[Stated exercise] Count how many lines in the material below contain the string "lamp", with case counting, and reply with only that number.

Contour labeling material:
[start]

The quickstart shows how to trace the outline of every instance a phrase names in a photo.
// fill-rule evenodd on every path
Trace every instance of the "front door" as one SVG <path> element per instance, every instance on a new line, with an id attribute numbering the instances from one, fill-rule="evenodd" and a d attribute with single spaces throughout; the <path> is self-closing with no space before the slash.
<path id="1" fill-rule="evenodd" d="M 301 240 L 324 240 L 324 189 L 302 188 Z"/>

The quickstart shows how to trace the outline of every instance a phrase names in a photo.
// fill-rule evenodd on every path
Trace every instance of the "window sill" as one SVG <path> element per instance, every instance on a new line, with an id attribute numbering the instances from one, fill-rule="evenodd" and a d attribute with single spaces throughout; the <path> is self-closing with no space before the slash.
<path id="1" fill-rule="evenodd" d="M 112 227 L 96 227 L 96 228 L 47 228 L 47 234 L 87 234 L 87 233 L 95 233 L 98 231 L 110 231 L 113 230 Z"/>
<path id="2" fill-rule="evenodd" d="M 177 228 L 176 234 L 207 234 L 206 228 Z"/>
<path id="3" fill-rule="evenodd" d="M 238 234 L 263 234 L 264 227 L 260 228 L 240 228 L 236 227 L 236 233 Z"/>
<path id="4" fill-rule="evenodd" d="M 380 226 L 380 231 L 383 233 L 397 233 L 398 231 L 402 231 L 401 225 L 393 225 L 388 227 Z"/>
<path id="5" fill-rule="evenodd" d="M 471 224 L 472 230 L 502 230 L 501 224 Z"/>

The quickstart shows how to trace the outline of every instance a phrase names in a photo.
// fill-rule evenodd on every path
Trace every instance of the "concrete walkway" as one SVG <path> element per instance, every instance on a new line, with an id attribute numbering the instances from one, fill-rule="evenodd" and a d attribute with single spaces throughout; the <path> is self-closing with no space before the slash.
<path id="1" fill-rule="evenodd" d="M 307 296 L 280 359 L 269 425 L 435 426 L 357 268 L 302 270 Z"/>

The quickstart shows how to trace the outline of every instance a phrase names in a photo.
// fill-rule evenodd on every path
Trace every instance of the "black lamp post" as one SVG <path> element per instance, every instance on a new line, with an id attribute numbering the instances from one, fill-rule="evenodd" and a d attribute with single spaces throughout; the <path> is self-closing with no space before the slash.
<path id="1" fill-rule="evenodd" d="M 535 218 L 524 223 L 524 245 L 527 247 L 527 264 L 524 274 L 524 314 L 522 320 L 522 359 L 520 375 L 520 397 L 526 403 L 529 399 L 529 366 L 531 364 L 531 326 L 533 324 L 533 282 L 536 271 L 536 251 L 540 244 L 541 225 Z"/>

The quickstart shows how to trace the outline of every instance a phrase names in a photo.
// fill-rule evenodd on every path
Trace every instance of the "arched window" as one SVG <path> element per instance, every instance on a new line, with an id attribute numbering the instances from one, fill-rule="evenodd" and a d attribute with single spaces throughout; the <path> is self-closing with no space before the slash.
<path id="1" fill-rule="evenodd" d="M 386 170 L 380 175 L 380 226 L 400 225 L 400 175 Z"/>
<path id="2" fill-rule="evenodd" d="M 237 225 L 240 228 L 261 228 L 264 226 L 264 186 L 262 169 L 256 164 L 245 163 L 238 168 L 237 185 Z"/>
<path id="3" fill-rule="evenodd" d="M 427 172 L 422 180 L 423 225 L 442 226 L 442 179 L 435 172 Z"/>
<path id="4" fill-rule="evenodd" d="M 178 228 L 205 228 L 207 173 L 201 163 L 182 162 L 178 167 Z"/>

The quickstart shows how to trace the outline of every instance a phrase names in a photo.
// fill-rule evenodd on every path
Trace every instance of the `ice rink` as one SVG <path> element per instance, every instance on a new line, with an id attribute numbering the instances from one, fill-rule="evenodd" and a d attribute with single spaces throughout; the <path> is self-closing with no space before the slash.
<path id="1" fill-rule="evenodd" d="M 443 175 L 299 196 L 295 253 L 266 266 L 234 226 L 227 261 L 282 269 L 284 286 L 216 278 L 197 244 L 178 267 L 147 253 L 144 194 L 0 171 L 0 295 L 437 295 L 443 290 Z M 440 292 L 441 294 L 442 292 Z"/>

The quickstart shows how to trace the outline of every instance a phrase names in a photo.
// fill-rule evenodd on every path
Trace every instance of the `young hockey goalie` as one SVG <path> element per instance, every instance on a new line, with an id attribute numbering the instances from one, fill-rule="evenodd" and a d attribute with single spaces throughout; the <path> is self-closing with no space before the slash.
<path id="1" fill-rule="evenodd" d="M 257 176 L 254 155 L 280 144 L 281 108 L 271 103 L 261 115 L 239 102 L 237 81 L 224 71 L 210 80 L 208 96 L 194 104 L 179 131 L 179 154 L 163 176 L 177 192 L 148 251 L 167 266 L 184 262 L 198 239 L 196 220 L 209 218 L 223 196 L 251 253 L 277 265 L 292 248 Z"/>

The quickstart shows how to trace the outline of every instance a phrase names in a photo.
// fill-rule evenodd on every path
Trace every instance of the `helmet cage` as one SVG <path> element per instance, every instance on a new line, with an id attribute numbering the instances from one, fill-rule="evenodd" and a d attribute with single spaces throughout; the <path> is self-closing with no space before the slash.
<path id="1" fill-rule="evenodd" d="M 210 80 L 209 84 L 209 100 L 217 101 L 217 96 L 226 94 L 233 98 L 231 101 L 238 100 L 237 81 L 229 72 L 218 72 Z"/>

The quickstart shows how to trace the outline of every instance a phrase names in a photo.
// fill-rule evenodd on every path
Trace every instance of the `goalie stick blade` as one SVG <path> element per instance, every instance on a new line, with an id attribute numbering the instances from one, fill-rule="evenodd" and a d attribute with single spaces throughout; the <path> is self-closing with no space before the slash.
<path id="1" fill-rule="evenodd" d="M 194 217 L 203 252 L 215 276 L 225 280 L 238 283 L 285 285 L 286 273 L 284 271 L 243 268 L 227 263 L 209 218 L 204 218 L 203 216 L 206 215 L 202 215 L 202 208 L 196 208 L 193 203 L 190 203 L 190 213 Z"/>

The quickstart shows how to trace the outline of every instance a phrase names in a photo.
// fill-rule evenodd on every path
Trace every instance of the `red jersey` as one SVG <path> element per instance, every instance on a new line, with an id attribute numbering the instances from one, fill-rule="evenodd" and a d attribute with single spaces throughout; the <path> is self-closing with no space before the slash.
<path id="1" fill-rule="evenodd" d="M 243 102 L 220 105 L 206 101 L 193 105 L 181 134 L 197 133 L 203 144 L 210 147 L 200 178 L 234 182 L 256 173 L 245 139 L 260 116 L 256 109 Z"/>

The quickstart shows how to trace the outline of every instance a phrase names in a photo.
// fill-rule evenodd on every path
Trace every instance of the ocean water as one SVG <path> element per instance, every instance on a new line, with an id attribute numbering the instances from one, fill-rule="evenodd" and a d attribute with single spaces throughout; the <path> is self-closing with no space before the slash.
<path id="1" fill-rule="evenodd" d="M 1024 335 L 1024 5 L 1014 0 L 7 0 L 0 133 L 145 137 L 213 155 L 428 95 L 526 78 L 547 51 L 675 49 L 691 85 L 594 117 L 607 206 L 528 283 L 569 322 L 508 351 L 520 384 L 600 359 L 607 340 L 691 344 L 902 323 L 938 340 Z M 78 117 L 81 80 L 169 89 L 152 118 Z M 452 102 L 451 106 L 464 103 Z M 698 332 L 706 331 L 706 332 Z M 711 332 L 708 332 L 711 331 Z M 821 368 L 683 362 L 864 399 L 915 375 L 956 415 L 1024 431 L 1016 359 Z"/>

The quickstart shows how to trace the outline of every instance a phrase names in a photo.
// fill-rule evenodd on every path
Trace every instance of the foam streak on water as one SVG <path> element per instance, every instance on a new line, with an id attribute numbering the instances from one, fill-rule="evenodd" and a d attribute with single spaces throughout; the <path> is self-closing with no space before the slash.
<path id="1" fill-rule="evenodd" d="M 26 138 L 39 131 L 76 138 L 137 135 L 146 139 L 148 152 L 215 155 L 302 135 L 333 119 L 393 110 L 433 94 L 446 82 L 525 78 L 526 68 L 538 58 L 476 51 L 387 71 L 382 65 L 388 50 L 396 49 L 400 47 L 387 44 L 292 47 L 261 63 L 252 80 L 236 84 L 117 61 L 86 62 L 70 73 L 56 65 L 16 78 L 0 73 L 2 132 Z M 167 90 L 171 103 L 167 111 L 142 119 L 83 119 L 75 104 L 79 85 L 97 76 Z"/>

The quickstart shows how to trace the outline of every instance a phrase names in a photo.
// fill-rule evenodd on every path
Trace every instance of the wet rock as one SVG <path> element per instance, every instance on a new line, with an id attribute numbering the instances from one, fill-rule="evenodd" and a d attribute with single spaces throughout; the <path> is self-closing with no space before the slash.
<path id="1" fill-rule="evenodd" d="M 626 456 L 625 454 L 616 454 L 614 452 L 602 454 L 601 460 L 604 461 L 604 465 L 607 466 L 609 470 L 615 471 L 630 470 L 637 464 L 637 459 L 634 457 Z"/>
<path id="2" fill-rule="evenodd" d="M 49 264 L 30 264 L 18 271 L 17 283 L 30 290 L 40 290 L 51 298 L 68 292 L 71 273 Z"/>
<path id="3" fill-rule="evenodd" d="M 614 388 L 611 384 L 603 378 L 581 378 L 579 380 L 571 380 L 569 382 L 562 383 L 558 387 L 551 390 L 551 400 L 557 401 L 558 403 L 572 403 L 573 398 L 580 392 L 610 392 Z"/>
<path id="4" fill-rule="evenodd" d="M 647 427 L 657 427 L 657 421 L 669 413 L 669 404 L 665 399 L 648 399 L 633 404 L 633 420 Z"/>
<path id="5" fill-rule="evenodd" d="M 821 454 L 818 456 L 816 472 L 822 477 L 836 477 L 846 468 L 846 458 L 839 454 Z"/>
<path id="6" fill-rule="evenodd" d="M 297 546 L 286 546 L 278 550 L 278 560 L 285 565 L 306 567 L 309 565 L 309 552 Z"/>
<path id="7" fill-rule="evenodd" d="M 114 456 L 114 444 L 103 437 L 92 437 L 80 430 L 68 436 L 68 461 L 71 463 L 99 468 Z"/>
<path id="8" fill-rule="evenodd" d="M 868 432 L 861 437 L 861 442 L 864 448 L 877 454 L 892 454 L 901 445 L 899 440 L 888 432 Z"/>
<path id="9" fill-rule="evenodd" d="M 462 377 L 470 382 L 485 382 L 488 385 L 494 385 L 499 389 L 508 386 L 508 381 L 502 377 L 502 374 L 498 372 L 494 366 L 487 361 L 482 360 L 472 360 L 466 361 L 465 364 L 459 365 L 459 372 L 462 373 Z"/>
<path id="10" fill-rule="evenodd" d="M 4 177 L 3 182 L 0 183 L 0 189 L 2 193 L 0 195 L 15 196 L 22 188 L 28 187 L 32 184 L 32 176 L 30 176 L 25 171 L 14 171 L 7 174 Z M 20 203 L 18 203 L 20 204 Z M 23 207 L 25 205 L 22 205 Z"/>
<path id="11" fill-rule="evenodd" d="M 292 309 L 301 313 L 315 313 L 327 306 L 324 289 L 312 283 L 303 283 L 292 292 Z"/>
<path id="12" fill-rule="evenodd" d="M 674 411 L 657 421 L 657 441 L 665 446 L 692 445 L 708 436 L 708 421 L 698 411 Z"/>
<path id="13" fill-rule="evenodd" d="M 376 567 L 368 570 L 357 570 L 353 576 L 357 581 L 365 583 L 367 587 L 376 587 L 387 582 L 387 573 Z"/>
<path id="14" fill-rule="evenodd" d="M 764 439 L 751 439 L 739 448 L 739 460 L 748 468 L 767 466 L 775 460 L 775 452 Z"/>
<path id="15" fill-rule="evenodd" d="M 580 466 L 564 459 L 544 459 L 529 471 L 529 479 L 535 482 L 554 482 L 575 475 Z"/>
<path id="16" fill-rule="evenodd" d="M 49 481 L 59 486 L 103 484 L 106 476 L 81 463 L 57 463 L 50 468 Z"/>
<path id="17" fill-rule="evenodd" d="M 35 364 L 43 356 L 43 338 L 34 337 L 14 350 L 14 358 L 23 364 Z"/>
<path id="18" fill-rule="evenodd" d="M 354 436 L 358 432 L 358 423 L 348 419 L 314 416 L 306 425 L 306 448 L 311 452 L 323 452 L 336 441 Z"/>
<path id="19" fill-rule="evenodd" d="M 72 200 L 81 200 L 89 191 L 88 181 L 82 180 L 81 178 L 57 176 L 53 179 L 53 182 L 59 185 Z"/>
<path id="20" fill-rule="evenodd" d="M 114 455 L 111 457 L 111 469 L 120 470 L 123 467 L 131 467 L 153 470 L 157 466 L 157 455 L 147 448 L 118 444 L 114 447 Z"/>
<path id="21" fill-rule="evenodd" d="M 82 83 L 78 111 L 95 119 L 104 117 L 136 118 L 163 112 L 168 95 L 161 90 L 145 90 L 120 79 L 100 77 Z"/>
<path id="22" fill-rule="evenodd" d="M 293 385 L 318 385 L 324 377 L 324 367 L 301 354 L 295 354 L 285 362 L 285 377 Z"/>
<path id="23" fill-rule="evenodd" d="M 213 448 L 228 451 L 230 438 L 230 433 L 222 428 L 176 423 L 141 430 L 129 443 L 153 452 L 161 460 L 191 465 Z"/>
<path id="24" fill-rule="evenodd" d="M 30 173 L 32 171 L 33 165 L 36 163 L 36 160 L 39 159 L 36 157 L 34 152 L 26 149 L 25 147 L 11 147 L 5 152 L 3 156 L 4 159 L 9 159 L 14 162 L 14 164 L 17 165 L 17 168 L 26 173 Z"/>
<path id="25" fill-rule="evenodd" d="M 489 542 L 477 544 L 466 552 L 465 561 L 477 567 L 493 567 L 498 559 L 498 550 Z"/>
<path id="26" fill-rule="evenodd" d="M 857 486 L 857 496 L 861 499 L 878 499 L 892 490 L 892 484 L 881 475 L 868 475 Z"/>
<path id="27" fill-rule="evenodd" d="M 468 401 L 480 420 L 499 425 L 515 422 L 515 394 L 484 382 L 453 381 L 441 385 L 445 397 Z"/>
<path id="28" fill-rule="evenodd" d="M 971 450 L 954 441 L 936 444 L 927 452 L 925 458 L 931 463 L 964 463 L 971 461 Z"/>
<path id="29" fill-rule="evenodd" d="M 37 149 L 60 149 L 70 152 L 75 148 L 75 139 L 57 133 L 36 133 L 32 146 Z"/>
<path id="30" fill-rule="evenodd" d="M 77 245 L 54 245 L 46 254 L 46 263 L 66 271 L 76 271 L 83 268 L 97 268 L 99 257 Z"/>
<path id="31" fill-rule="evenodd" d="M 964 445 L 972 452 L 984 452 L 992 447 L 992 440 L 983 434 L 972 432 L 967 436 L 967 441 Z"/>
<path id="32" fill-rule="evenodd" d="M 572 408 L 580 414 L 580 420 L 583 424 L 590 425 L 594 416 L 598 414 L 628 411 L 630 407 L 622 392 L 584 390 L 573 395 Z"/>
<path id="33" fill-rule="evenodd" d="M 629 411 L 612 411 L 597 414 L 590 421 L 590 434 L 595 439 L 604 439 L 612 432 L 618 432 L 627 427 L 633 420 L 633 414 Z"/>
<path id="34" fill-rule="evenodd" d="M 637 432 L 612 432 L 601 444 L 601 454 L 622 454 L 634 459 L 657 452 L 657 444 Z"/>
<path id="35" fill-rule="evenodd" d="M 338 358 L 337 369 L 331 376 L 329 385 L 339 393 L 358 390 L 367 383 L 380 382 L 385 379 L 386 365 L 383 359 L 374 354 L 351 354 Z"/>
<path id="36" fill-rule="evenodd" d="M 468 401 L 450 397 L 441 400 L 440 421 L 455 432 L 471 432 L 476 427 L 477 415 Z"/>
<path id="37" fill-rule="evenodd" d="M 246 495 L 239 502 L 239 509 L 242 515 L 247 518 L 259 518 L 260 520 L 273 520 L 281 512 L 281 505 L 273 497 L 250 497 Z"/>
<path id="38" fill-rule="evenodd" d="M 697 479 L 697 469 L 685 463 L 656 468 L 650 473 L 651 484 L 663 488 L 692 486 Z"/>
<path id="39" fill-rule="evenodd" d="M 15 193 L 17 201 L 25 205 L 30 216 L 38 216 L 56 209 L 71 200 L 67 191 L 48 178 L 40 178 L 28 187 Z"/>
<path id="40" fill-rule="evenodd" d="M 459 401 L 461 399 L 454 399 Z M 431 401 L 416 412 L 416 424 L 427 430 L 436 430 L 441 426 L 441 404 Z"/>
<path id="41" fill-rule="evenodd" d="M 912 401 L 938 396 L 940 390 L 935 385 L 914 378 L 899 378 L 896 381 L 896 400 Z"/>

[end]

[Exercise solution] 1